What to work on>
- 1) According to the essay on news reporters who voice advertising, what program does 'Charlie' anchor?
- 2) Reproduce the records from their start through the line containing "[60,47,164,145]", substituting "source image" for "input frame" and leaving everything else unchanged. Omit the pictures.

Quoted passage>
----

Lots of our local (San Francisco) radio people -- for example, sports reporters -- are touting television services and TVs as a way to get better results in the living room. They are being paid to sell to listeners in an area in which they are supposedly reporters. But how can we then believe them as reporters? Why should we respect them, since professional respect and credibility are the basis for their employment? Are their supposed 'reports' just more commercial messages? How can we tell?

My 'favorite' and most audible example in the mainstream media nationwide is 'Charlie,' with a major network. He has proved himself an excellent reporter and newsman over decades of work, rightly to be respected for his skills, exhibited both on radio and television in a long and illustrious career. Over the last few years he has also become an advertising spokesperson, touting the wares of corporations who pay him to mouth their marketing messages during his radio program. His radio broadcasts often lead with his mouthed advertising, and include his name in his promotion of products and services.

Well, 'Charlie,' I hate to have to tell you this, but you can't have it both ways. If your voice is being used to present news, and you insert (or, in some cases, lead with) an advertising message that you voice, you have debased your profession. There is a very crude word for this that I want to use but should not, but the reader knows exactly what you, 'Charlie,' have made of yourself, for money.

Your presumed attempt to inject credibility into a sales message -- credibility you gained by reporting and announcing hard news -- has become a fraud. See, 'Charlie,' if you shill, for money, how can we expect to believe your reporting? Is that reporting also paid for? Or shaded? Or compromised in any way at all? How are we to know? Too much of the news segment has blended with entertainment, or 'infotainment.' Say it isn't so? You can't.

It's hard for mere audience members to understand why you do this, 'Charlie.' If you were one of the media underclass -- badly paid for too much work over too long hours, your job constantly at risk, as so many are today, an endless uphill slog your only career path -- your need for the money, by working both sides of the game, might be understandable, even if less than forgivable.

But, 'Charlie,' you're part of the media elite. You anchor a network TV news program. You get daily stints on network radio (if you knocked off the doggerel, which is below cute, we'd be grateful). See, 'Charlie,' you don't need the money, already slathered all over you in an immense salary -- along with huge perks that include an expense account, limos when needed and the adulation of your peers.

So which will it be, 'Charlie?' God or Mammon? The God of hard news on which your professional reputation was built, or the Mammon of the shill? Integrity or main chance? You can't have it both ways. Or, in a more ordered world, you wouldn't be allowed to get away with it and no sane, ethical advertisers would expect you to and would separate their messages rigorously from your news.

The advertisers who are paying you large money to do this sort thing, and trading on your professional reputation, bear a small portion of the blame, but you, 'Charlie,' went along and descended into that lower ethical and moral state whose name must not be used here. In the final analysis, you are the real fraud and we, your audiences, are your victims.

I have not named 'Charlie,' specifically, but if you pay attention to the media you know who I mean.

----

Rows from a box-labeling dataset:
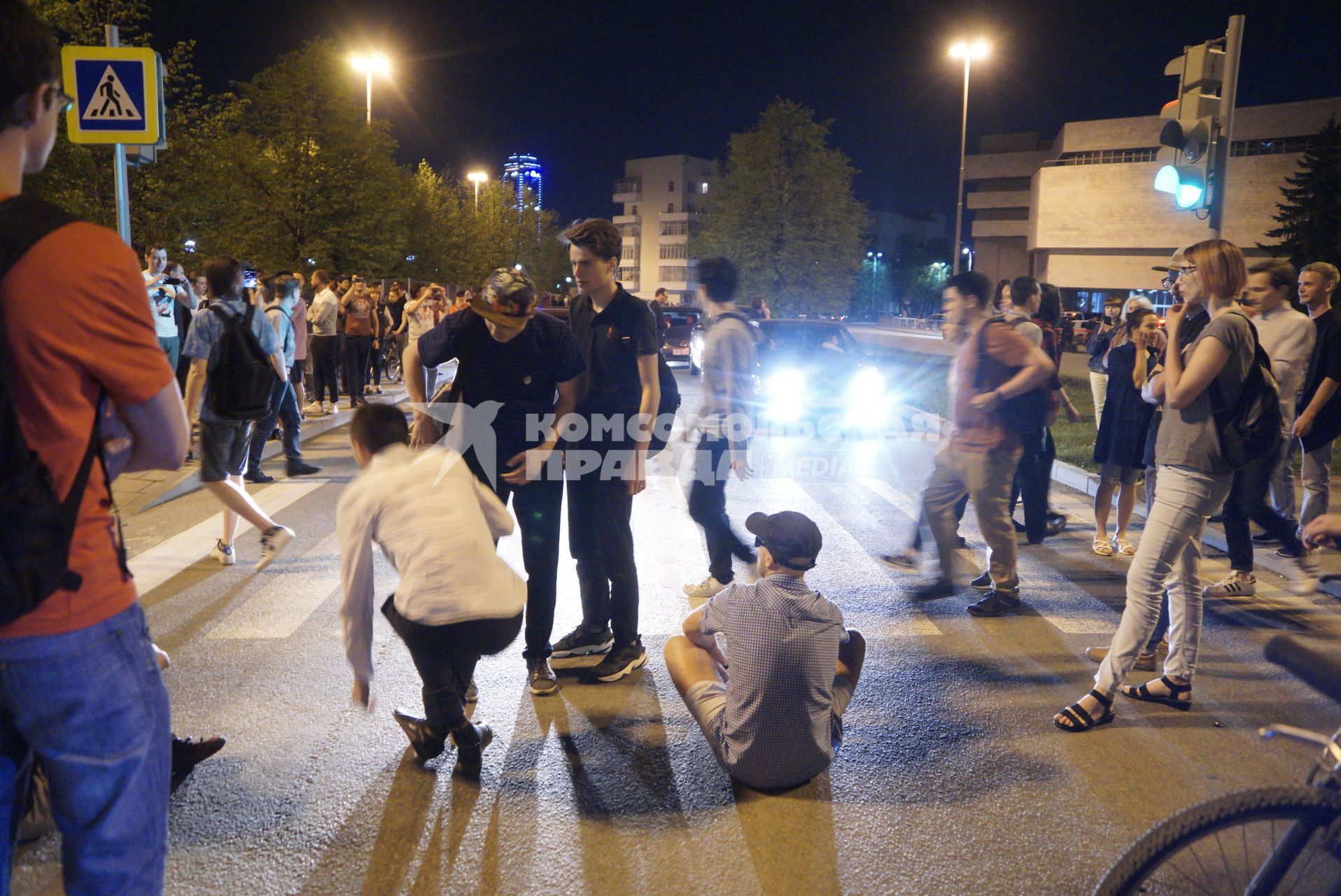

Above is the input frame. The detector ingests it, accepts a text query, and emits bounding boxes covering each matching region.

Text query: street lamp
[349,52,391,125]
[465,172,489,212]
[950,38,987,274]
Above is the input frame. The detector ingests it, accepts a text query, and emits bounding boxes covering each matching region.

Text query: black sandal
[1053,688,1117,734]
[1121,675,1192,712]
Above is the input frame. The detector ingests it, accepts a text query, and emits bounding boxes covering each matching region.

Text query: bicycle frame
[1244,724,1341,896]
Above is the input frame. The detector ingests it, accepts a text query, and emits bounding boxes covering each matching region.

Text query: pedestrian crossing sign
[60,47,164,145]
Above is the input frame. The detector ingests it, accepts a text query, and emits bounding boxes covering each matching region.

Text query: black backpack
[205,302,278,420]
[974,318,1053,436]
[1209,312,1285,470]
[0,193,111,625]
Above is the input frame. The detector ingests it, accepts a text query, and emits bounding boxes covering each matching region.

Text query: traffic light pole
[1205,16,1243,240]
[106,25,132,246]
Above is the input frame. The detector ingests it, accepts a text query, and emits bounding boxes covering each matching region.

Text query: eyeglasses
[47,85,75,114]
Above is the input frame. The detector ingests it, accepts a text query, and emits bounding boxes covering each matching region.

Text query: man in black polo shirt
[554,218,661,681]
[405,268,583,695]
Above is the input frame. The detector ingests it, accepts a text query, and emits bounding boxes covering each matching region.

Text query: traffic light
[1155,40,1224,209]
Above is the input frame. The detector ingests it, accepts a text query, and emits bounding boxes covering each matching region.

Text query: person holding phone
[339,274,377,410]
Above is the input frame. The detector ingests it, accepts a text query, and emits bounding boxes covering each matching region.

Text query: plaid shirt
[698,575,848,788]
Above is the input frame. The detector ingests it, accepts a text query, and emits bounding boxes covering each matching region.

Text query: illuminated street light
[349,52,391,125]
[465,172,489,212]
[950,38,988,274]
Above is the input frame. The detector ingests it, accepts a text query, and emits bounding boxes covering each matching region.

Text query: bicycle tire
[1094,785,1341,896]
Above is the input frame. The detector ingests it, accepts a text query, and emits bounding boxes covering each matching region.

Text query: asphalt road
[13,373,1341,895]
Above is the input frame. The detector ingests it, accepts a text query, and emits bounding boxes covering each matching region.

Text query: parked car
[661,306,703,365]
[758,321,897,432]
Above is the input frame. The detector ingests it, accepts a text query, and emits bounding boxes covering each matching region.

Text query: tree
[691,99,866,312]
[1258,115,1341,268]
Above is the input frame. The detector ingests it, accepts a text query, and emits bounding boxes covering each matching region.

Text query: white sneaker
[1202,568,1256,597]
[256,526,294,573]
[684,575,726,598]
[1290,552,1319,597]
[209,538,237,566]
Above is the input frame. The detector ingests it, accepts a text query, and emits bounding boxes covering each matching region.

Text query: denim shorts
[199,420,252,483]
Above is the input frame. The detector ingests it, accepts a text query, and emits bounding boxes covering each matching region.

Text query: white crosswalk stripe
[208,533,346,640]
[129,480,326,597]
[767,479,941,637]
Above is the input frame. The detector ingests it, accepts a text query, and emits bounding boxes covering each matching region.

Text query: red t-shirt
[950,323,1034,454]
[0,202,174,637]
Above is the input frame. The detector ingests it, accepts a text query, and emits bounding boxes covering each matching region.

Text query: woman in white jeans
[1053,240,1254,732]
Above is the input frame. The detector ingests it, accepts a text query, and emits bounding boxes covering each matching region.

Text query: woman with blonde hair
[1053,240,1255,732]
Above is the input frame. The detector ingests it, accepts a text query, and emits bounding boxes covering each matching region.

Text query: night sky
[149,0,1341,224]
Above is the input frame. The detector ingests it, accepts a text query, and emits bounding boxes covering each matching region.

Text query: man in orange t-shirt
[916,271,1054,616]
[0,3,188,893]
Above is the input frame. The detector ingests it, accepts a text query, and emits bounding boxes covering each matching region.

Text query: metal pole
[106,25,132,246]
[950,52,972,274]
[1205,16,1243,240]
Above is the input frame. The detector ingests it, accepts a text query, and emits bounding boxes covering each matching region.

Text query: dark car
[661,304,703,374]
[758,321,897,430]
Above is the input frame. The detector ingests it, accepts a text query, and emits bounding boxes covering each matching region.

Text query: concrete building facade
[613,155,712,304]
[964,97,1341,310]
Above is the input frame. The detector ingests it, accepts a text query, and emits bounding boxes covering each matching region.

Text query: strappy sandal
[1121,675,1192,712]
[1053,688,1117,734]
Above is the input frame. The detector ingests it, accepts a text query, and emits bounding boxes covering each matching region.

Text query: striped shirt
[698,575,848,788]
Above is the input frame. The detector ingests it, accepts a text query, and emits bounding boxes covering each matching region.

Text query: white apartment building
[613,155,712,304]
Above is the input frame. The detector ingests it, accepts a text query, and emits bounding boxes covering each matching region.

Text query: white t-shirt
[141,271,177,340]
[335,445,526,680]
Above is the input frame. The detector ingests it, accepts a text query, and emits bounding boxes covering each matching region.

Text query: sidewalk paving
[111,385,407,515]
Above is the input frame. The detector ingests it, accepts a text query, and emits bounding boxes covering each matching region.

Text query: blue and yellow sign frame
[60,47,164,146]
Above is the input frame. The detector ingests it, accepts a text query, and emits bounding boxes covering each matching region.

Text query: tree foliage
[691,99,866,314]
[28,8,566,287]
[1258,117,1341,268]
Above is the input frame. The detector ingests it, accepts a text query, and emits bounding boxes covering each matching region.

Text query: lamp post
[465,172,489,212]
[349,52,391,125]
[950,38,987,274]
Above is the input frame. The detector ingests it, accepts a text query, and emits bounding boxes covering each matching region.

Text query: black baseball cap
[745,510,824,570]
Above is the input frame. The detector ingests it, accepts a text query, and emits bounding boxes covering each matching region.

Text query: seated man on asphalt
[665,511,866,790]
[335,405,526,776]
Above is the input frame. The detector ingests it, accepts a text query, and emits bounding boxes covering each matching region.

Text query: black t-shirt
[1300,309,1341,408]
[419,309,586,460]
[568,286,660,417]
[386,296,405,331]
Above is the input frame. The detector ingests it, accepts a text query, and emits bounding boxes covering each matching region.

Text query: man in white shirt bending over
[335,405,526,776]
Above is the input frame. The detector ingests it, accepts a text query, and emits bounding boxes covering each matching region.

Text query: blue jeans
[0,603,171,895]
[247,379,303,472]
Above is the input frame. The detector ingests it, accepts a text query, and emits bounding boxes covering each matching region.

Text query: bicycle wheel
[1094,786,1341,896]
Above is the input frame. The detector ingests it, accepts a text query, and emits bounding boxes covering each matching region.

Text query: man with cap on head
[665,511,866,790]
[405,268,584,695]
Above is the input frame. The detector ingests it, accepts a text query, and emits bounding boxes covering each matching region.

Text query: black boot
[391,710,447,762]
[452,722,493,778]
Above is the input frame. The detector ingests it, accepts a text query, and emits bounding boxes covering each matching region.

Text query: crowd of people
[0,14,865,893]
[885,246,1341,732]
[0,3,1341,893]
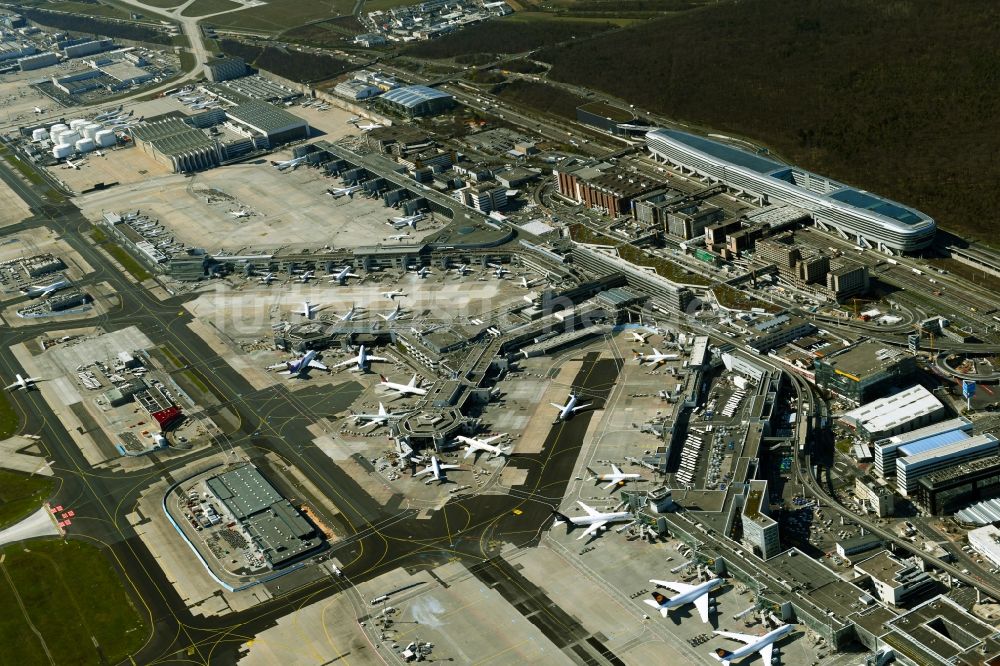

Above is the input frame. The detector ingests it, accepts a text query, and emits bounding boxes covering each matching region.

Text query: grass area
[207,0,354,33]
[40,0,131,19]
[403,13,618,58]
[181,0,243,16]
[0,540,149,666]
[536,0,1000,242]
[102,241,153,282]
[0,469,55,529]
[712,284,781,312]
[0,395,21,439]
[280,16,364,48]
[0,148,45,185]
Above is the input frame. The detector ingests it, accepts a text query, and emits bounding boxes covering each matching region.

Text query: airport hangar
[646,129,937,252]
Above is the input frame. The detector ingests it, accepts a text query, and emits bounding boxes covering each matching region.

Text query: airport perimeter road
[0,163,632,664]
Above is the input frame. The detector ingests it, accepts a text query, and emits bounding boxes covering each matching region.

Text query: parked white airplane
[379,375,427,395]
[635,349,680,365]
[292,301,319,319]
[386,213,427,229]
[455,435,513,458]
[711,624,795,666]
[4,375,42,391]
[326,185,361,199]
[339,303,361,321]
[267,349,328,379]
[645,578,722,622]
[351,402,409,428]
[330,266,361,285]
[378,303,406,321]
[549,393,593,421]
[587,464,642,490]
[271,155,307,171]
[23,278,72,298]
[333,345,389,372]
[552,501,634,541]
[631,331,652,345]
[413,456,461,483]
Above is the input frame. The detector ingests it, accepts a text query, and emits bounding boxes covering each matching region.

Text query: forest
[535,0,1000,243]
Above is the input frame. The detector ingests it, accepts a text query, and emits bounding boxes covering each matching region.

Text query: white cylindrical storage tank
[94,130,118,148]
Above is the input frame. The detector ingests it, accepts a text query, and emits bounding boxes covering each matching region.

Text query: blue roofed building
[646,129,937,252]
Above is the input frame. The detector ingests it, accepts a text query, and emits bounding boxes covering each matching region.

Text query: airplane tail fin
[552,509,573,532]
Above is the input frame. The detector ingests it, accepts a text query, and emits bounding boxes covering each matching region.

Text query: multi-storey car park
[646,129,937,252]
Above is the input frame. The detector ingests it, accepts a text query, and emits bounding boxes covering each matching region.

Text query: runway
[0,158,618,664]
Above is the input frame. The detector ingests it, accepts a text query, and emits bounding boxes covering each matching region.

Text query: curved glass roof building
[646,129,937,252]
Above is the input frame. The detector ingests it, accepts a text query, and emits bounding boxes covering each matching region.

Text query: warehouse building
[840,384,945,441]
[874,416,972,479]
[646,129,937,252]
[816,340,917,405]
[205,465,323,568]
[226,100,309,148]
[205,57,247,83]
[380,86,455,118]
[896,433,1000,497]
[17,53,59,72]
[132,118,222,173]
[912,456,1000,516]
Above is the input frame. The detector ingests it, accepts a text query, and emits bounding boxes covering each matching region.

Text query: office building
[826,259,871,302]
[646,129,936,252]
[746,314,816,352]
[840,384,945,441]
[854,550,936,606]
[741,481,781,560]
[896,433,1000,497]
[874,416,972,479]
[854,475,895,518]
[813,340,917,405]
[911,456,1000,516]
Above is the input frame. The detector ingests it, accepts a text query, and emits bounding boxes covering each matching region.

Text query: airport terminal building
[646,129,937,252]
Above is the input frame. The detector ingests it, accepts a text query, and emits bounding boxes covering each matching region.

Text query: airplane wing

----

Answers for the tasks>
- 1) 'Charlie' anchors a network TV news program.

- 2)
Above is the source image. The detector ingests it, accepts a text query, and emits bounding boxes covering each matching region.

Text query: street lamp
[349,52,391,125]
[465,172,489,212]
[950,38,987,274]
Above is the source image. The detector ingests it, accepts a text query, and emits bounding boxes covering each matching region.

Text query: black sandal
[1053,688,1117,734]
[1121,675,1192,712]
Above is the source image. The detector ingests it, accepts a text query, and emits bounding boxes covering each matching region.

Text query: bicycle frame
[1244,724,1341,896]
Above is the source image. The detector ingests it, accepts a text query, and emits bounding boxes covering each matching region.

Text query: pedestrian crossing sign
[60,47,164,145]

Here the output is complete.